Rincian Tugas A: Identifikasi setiap baris dalam catatan di bawah yang memuat kata "below", lalu salin baris-baris tersebut.

Bacaan:
Pecahan gelombang juga mampu mengangkut atau menggerakkan material
lepas ke pantai sehingga terjadi proses abrasi terhadap material di garis
pantai (Sutikno, 1999).
9
2.3 Perubahan Penutupan Lahan
Perubahan penggunaan lahan dari vegetasi (vegetated land) menjadi
non vegetasi (non vegetated land) pada DAS cenderung meningkat
intensitasnya menurut ruang dan waktu, sebagai konsekuensi logis dari
aktivitas pembangunan dan laju pertumbuhan penduduk yang tinggi. Adanya
peningkatan intensitas perubahan alih fungsi lahan tersebut, tentunya
membawa pengaruh negatif terhadap kondisi hidrologis DAS di antaranya
meningkatnya debit puncak, fluktuasi debit antar musim, koefisien aliran
permukaan, serta banjir dan kekeringan. Untuk memantau perubahan
penutupan lahan yang terjadi secara cepat, pilihan paling tepat adalah dengan
cara memanfaatkan aplikasi teknologi penginderaan jauh (remote sensing
technology) berdasarkan data spasial citra satelit yang runut waktu.

Entri data tersimpan
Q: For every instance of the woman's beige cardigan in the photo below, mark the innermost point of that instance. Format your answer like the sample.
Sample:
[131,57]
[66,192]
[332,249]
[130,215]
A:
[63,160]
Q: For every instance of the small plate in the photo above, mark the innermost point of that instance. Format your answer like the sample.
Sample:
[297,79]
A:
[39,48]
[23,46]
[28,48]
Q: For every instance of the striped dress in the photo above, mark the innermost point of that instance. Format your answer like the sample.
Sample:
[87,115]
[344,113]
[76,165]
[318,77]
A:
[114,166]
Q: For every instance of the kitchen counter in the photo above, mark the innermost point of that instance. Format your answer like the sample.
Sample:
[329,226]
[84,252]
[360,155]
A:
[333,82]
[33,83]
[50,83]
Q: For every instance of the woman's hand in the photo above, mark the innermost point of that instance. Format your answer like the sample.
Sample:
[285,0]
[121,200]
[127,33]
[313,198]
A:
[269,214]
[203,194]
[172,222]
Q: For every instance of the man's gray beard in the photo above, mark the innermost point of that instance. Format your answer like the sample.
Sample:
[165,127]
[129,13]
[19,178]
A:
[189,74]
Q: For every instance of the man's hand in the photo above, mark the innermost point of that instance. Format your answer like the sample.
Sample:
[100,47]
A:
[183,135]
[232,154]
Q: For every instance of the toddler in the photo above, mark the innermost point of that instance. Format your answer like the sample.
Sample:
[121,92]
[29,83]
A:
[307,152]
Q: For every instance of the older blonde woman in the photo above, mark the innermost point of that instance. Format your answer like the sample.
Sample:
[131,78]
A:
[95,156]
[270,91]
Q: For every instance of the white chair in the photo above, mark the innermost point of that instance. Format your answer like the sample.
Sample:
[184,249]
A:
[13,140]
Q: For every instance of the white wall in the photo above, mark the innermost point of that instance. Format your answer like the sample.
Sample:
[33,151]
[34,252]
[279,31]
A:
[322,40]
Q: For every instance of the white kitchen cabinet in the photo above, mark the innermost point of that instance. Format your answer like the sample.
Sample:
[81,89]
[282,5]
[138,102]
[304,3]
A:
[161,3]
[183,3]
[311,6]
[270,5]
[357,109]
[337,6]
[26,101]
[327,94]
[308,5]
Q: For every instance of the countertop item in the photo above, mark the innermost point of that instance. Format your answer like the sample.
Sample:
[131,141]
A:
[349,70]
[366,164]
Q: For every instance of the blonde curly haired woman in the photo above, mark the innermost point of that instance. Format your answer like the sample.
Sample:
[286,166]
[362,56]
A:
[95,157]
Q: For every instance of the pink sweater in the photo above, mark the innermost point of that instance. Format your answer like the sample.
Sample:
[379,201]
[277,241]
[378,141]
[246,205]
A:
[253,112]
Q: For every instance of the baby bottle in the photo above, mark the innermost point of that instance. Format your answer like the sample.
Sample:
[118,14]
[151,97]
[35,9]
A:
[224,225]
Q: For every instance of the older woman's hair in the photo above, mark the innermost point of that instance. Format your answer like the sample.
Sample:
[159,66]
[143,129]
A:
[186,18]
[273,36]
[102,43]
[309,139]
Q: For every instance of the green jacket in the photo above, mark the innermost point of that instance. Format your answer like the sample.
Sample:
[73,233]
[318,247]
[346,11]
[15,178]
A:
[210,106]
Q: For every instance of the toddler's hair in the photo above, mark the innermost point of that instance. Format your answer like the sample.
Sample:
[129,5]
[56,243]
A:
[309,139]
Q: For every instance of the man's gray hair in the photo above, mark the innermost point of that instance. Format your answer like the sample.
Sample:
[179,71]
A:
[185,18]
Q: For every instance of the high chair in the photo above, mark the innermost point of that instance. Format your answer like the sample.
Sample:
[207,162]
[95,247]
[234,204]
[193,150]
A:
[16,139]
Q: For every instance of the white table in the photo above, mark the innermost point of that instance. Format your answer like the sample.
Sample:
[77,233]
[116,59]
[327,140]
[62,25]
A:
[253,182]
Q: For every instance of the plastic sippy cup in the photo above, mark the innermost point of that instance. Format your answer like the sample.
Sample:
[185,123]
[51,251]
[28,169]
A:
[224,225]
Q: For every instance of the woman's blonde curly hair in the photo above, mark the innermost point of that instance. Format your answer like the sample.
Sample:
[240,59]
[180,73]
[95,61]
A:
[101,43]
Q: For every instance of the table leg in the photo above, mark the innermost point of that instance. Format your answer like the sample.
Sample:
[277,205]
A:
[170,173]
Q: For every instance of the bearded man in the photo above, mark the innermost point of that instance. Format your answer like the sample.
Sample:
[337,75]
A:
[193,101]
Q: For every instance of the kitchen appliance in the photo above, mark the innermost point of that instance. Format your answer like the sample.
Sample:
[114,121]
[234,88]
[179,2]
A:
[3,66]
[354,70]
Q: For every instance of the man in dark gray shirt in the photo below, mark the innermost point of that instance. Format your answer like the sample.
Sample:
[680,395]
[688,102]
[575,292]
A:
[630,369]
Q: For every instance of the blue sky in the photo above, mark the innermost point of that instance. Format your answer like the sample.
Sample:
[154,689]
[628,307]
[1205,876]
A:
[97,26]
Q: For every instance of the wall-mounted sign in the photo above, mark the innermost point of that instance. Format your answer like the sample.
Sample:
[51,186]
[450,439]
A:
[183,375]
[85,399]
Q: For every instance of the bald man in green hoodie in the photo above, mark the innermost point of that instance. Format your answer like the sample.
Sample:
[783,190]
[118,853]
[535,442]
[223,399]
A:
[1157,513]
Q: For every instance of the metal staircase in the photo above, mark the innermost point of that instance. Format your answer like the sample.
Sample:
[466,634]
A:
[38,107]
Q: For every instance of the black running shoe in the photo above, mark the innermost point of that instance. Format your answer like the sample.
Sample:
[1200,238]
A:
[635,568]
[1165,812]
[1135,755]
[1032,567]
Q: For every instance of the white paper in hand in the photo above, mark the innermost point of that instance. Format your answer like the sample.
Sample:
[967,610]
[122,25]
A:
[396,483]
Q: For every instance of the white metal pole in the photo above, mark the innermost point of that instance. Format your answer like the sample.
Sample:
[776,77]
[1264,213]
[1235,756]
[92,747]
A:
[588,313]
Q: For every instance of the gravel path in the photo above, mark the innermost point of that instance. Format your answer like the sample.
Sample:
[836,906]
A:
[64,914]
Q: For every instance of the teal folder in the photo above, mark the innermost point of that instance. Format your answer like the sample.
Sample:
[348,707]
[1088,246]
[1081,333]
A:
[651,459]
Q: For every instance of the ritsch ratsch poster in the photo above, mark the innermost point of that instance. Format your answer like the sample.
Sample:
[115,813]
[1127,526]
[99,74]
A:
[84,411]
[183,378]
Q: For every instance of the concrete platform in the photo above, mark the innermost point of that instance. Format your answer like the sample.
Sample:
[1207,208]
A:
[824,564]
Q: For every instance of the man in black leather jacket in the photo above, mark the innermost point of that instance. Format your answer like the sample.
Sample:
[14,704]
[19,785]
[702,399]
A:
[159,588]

Rincian Tugas B:
Jawablah pertanyaan berikut berdasarkan bacaan di atas.
(i) Menurut bacaan, proses apa yang terjadi ketika pecahan gelombang mengangkut material lepas ke pantai?
(ii) Apa saja yang disebut sebagai penyebab meningkatnya perubahan lahan vegetasi menjadi non vegetasi pada DAS?
(iii) Teknologi apa yang disebut sebagai pilihan paling tepat untuk memantau perubahan penutupan lahan yang terjadi secara cepat?

Jawaban Lengkap A:
Q: For every instance of the woman's beige cardigan in the photo below, mark the innermost point of that instance. Format your answer like the sample.
Q: For every instance of the man in dark gray shirt in the photo below, mark the innermost point of that instance. Format your answer like the sample.

Jawaban Lengkap B:
(i) Terjadi proses abrasi terhadap material di garis pantai.
(ii) Aktivitas pembangunan dan laju pertumbuhan penduduk yang tinggi.
(iii) Teknologi penginderaan jauh (remote sensing technology) berdasarkan data spasial citra satelit yang runut waktu.